WHAT THE TASK REQUIRES:
Give all of the lines again exactly as they read.

:: SOURCE DATA

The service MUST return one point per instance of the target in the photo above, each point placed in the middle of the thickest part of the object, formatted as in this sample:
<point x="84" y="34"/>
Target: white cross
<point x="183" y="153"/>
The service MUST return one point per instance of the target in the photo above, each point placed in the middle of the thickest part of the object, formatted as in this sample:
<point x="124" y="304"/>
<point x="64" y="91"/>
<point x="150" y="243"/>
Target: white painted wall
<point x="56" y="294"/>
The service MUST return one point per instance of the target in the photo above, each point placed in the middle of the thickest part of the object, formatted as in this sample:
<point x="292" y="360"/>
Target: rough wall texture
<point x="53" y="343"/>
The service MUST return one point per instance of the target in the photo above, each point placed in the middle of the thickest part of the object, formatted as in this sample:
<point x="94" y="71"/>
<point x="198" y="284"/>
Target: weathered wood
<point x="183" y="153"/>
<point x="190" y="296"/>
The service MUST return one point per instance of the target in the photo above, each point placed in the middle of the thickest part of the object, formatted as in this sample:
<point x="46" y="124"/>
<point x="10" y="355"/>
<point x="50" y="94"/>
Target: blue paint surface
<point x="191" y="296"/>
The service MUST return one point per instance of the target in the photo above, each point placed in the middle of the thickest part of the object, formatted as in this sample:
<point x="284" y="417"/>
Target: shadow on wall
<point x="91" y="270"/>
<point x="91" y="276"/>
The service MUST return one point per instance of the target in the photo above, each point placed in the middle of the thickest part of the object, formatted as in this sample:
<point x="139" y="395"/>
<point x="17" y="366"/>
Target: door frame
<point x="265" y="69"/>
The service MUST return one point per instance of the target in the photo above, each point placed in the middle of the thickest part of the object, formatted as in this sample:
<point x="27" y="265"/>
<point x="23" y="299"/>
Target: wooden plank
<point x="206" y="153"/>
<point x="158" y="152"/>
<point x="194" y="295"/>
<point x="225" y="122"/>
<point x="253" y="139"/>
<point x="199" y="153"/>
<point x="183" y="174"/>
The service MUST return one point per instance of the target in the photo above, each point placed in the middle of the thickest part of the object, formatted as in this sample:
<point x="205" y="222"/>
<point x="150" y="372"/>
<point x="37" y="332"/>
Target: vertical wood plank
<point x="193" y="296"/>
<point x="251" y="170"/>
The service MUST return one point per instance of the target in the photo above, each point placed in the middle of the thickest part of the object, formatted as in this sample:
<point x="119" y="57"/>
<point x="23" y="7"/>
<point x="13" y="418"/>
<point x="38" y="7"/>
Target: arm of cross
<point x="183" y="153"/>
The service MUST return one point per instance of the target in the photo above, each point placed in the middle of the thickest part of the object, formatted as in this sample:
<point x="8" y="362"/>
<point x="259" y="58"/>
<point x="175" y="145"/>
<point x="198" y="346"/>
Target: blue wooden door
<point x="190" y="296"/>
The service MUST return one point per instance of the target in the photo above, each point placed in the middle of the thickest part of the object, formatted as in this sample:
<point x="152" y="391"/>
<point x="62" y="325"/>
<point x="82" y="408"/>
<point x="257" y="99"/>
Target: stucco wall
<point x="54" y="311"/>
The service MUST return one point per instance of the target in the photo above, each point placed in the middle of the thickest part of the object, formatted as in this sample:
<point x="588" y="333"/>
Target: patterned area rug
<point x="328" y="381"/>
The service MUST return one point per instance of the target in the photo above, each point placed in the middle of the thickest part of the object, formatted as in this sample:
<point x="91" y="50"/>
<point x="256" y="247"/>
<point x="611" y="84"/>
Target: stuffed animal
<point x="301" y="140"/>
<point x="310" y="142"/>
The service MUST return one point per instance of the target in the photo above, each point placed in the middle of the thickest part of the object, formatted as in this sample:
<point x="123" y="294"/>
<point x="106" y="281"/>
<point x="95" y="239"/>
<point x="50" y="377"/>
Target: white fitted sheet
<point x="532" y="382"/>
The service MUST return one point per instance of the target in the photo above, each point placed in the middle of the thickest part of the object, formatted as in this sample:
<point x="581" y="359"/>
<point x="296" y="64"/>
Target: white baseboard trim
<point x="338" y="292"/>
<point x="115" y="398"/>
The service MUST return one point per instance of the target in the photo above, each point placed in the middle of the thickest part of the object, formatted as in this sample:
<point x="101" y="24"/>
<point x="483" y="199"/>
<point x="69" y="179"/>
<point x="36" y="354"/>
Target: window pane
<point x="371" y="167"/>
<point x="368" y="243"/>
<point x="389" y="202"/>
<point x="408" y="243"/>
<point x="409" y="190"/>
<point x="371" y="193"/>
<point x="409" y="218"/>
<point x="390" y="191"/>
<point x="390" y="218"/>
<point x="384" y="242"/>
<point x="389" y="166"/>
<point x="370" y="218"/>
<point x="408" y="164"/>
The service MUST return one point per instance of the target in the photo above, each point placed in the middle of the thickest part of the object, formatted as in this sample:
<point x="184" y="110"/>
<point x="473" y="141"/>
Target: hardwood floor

::::

SOLUTION TO THE PROBLEM:
The service MUST return one point per instance of the target in the photo above, each point placed in the middle of the thickest part of the object, formatted as in this sample:
<point x="84" y="34"/>
Target: white cross
<point x="183" y="153"/>
The service MUST return one point per instance of the target in the photo above, each point placed in the middle of the thickest part of the object, formatted as in this sample:
<point x="124" y="304"/>
<point x="64" y="91"/>
<point x="150" y="243"/>
Target: white painted wall
<point x="56" y="294"/>
The service MUST return one point per instance of the target in the photo above, each point placed in the middle of the thickest part of the object, formatted as in this sample:
<point x="292" y="360"/>
Target: rough wall texture
<point x="53" y="343"/>
The service MUST return one point per instance of the target in the photo above, each point placed in the middle of the thickest part of the object, formatted as in this sample:
<point x="94" y="71"/>
<point x="198" y="284"/>
Target: weathered wood
<point x="183" y="153"/>
<point x="190" y="296"/>
The service MUST return one point per instance of the target in the photo above, each point placed in the middle of the thickest part of the object, formatted as in this sample:
<point x="46" y="124"/>
<point x="10" y="355"/>
<point x="50" y="94"/>
Target: blue paint surface
<point x="191" y="296"/>
The service MUST return one point per instance of the target in the photo above, each point placed in the middle of the thickest part of the object, formatted as in this sample:
<point x="284" y="417"/>
Target: shadow on wall
<point x="91" y="270"/>
<point x="91" y="276"/>
The service MUST return one point per instance of the target in the photo above, each point placed in the middle of the thickest part of the object, formatted as in this sample:
<point x="139" y="395"/>
<point x="17" y="366"/>
Target: door frame
<point x="265" y="69"/>
The service MUST return one point per instance of the target in the photo above, each point placed in the middle of the thickest part of the object, formatted as in this sample:
<point x="27" y="265"/>
<point x="23" y="299"/>
Target: wooden plank
<point x="206" y="153"/>
<point x="158" y="152"/>
<point x="194" y="295"/>
<point x="225" y="122"/>
<point x="253" y="139"/>
<point x="199" y="153"/>
<point x="183" y="174"/>
The service MUST return one point per instance of the target in the photo above, each point placed in the middle of the thickest part of the object, formatted as in this sample:
<point x="205" y="222"/>
<point x="150" y="372"/>
<point x="37" y="332"/>
Target: vertical wood plank
<point x="193" y="296"/>
<point x="251" y="170"/>
The service MUST return one point per instance of the target in the photo above, each point placed in the middle of the thickest part of the object, formatted as in this sample:
<point x="119" y="57"/>
<point x="23" y="7"/>
<point x="13" y="418"/>
<point x="38" y="7"/>
Target: arm of cross
<point x="183" y="153"/>
The service MUST return one point per instance of the target in the photo above, each point placed in the middle of the thickest part of the object, formatted as in this sample:
<point x="8" y="362"/>
<point x="259" y="58"/>
<point x="175" y="145"/>
<point x="198" y="346"/>
Target: blue wooden door
<point x="190" y="296"/>
The service MUST return one point per instance of the target in the photo above, each point placed in the middle of the thickest part of the object, formatted as in this sample:
<point x="152" y="391"/>
<point x="62" y="325"/>
<point x="82" y="408"/>
<point x="257" y="99"/>
Target: stucco wall
<point x="54" y="311"/>
The service MUST return one point per instance of the target in the photo above, each point placed in the middle of the thickest part of the object, formatted as in this sample:
<point x="588" y="333"/>
Target: patterned area rug
<point x="328" y="381"/>
The service MUST return one point per instance of the target in the photo above, each point placed in the middle of the thickest part of the object, formatted as in this sample:
<point x="91" y="50"/>
<point x="256" y="247"/>
<point x="611" y="84"/>
Target: stuffed animal
<point x="301" y="140"/>
<point x="310" y="142"/>
The service MUST return one point per instance of the target in the photo above, each point placed in the middle of the thickest part of the object, formatted as in this sample:
<point x="123" y="294"/>
<point x="106" y="281"/>
<point x="95" y="239"/>
<point x="50" y="377"/>
Target: white fitted sheet
<point x="532" y="382"/>
The service MUST return one point per instance of the target in the photo above, each point placed in the middle of the thickest part of the object, formatted as in this sample:
<point x="581" y="359"/>
<point x="296" y="64"/>
Target: white baseboard trim
<point x="338" y="292"/>
<point x="115" y="398"/>
The service MUST return one point per instance of the target in the photo above, each point placed in the middle of the thickest part of the object, formatted as in this sample:
<point x="101" y="24"/>
<point x="483" y="199"/>
<point x="69" y="179"/>
<point x="36" y="354"/>
Target: window pane
<point x="371" y="167"/>
<point x="368" y="243"/>
<point x="389" y="202"/>
<point x="408" y="243"/>
<point x="409" y="190"/>
<point x="371" y="193"/>
<point x="409" y="218"/>
<point x="390" y="191"/>
<point x="390" y="218"/>
<point x="384" y="242"/>
<point x="389" y="166"/>
<point x="370" y="218"/>
<point x="408" y="164"/>
The service MUST return one point per instance of the target in the photo above, each point placed in the middle of the thickest part of the object, formatted as in this sample:
<point x="184" y="110"/>
<point x="473" y="141"/>
Target: hardwood floor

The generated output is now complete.